▸ **PROBLEM STATEMENT**:
Return only the lines of the records below without any change, starting at the first line and ending at the line that contains "x=800 y=514", both included.

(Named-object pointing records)
# # # # # # #
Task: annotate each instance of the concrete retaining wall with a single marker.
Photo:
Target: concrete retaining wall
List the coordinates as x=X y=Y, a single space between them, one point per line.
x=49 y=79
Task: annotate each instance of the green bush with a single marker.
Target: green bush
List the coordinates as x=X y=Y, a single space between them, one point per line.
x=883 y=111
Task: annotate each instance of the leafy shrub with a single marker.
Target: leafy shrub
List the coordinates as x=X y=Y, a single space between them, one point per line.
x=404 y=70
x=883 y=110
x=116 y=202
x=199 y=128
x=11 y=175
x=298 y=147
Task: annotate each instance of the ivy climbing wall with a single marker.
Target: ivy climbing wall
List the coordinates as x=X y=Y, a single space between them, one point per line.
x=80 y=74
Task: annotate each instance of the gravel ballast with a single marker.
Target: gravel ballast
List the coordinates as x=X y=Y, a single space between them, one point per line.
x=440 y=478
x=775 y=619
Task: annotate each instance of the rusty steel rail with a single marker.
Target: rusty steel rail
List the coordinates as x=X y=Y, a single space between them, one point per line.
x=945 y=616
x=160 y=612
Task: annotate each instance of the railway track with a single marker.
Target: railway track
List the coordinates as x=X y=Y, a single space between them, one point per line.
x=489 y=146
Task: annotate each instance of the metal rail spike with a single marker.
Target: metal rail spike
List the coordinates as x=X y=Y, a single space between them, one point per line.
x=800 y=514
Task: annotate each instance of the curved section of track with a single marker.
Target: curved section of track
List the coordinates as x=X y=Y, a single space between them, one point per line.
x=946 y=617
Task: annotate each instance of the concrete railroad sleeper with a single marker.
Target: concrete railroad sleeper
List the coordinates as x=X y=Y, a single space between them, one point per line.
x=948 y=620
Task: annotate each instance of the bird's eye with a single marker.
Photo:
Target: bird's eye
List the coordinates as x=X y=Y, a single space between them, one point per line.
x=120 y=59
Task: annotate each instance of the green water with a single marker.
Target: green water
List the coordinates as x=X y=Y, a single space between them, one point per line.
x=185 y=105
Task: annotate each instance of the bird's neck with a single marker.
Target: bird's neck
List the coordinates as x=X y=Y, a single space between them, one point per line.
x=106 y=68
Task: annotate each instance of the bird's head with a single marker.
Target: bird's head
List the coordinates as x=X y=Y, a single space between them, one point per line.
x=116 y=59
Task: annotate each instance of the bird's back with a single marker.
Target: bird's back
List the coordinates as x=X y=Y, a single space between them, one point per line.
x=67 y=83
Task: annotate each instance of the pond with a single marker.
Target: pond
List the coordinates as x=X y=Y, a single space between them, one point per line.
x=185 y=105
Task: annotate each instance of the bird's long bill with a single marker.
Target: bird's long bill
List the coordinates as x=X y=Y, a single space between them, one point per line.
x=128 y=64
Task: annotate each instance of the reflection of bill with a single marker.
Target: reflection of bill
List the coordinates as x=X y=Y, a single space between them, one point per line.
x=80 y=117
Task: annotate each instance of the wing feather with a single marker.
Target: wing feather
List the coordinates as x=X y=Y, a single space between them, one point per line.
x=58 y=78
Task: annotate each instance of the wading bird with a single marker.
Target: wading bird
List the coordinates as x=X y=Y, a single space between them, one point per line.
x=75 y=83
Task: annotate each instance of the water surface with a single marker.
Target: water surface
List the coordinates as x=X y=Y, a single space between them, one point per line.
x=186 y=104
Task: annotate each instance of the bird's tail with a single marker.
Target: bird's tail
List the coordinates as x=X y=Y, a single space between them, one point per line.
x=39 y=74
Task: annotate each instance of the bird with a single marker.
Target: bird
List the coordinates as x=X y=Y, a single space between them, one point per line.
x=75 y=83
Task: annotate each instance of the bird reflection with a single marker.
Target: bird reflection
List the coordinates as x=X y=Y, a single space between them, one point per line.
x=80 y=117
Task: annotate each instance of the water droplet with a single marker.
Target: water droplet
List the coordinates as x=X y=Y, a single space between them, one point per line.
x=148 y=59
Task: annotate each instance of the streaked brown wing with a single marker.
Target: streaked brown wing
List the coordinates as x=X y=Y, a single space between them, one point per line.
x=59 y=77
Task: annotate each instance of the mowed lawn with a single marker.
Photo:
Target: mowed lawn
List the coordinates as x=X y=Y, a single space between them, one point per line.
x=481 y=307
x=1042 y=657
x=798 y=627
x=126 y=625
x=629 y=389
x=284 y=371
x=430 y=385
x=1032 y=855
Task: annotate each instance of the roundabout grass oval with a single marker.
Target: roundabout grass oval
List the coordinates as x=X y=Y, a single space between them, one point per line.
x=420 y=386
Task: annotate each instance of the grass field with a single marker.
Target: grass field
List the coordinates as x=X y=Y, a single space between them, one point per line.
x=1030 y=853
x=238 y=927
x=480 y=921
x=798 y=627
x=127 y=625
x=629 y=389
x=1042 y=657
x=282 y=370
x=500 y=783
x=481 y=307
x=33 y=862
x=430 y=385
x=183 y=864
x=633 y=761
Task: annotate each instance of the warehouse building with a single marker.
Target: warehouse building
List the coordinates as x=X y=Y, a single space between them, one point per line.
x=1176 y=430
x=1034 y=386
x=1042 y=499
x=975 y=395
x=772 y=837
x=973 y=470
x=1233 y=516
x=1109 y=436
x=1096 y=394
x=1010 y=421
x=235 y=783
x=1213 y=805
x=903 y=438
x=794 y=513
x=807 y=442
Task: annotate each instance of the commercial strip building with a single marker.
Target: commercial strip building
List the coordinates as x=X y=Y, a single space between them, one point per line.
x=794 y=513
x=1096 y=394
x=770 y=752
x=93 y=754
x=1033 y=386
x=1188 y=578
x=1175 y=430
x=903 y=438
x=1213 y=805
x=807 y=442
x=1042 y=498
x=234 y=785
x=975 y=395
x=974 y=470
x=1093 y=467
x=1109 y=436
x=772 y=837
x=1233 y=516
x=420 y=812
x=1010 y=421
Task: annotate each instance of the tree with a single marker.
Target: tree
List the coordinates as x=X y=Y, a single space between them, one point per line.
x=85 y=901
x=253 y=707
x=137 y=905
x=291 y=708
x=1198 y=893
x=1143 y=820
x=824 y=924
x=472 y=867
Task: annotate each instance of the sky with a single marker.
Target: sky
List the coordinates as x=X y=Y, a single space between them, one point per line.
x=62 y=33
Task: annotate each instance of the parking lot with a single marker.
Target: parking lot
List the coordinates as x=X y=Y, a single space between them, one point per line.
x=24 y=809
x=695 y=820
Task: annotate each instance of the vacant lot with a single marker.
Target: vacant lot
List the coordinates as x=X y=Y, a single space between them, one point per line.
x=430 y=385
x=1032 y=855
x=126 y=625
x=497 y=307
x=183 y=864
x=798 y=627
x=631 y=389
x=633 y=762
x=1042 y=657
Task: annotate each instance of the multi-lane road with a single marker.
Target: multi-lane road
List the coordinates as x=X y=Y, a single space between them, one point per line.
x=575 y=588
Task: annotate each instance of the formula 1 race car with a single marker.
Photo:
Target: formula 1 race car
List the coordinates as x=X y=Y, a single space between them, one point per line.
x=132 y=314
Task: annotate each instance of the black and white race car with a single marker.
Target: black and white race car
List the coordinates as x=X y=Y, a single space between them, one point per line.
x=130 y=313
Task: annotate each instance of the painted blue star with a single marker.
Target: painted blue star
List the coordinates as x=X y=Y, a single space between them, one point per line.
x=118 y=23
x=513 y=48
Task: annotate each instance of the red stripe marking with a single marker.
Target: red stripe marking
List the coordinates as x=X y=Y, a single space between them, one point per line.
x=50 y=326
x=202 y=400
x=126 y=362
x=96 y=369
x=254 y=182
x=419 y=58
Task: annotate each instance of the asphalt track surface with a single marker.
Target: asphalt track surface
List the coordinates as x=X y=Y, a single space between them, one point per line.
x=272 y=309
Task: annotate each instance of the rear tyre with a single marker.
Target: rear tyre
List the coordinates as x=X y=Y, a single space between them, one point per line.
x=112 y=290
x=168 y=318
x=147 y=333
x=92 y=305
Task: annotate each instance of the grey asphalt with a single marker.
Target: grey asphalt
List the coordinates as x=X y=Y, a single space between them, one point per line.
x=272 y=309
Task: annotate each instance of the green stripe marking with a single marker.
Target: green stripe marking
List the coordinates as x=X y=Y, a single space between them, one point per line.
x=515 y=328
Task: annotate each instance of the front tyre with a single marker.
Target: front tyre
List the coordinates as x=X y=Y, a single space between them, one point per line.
# # # # # # #
▸ **SOLUTION**:
Task: annotate each instance of the concrete retaining wall with a single marker.
Photo:
Target: concrete retaining wall
List the coordinates as x=X y=Y, a single space between them, one point per line.
x=49 y=79
Task: annotate each instance of the green bush with a single marker.
Target: green bush
List the coordinates as x=X y=Y, a single space between them, one point per line.
x=883 y=111
Task: annotate each instance of the leafy shrub with a single marker.
Target: leafy shrub
List the coordinates as x=X y=Y, a single space between them, one point per line.
x=404 y=70
x=883 y=110
x=116 y=202
x=199 y=128
x=11 y=175
x=298 y=147
Task: annotate each instance of the ivy climbing wall with a single marker.
Target: ivy climbing wall
List the coordinates as x=X y=Y, a single space between them, one point per line.
x=80 y=74
Task: annotate each instance of the gravel ballast with a single marker.
Target: gravel ballast
List the coordinates as x=X y=Y, a single space between them, one point per line.
x=440 y=478
x=775 y=619
Task: annotate each instance of the rusty steel rail with a single marker.
Target: rusty steel rail
List the coordinates as x=X y=Y, a single space between them, one point per line.
x=945 y=616
x=160 y=612
Task: annotate each instance of the railway track with a single marker.
Target: railway track
List the coordinates as x=X y=Y, a single space between them, one point per line.
x=489 y=146
Task: annotate each instance of the metal rail spike with a single marker.
Target: metal rail spike
List the coordinates as x=X y=Y, a single space between them, one point per line.
x=800 y=514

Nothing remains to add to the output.